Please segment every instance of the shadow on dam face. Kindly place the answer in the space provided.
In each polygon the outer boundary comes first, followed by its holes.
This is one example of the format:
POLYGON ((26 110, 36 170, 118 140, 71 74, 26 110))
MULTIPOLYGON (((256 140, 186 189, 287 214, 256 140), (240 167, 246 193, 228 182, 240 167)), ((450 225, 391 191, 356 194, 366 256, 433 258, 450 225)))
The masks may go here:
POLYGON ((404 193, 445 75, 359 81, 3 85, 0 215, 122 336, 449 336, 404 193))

-------------------------

**About this exercise**:
Down to the final line, the data above must be copied exactly.

**Result of the task**:
Please segment every instance of the shadow on dam face. Kindly place the answer in the space provided.
In each polygon the outer boundary comes first, followed by its holes.
This is one example of the format:
POLYGON ((26 110, 36 170, 118 140, 71 74, 26 110))
MULTIPOLYGON (((256 140, 186 189, 287 214, 256 140), (240 167, 246 193, 228 182, 240 167)), ((450 225, 391 191, 356 194, 366 256, 433 258, 450 225)))
The masks may go here:
POLYGON ((404 193, 445 75, 359 81, 3 85, 0 215, 122 336, 449 336, 404 193))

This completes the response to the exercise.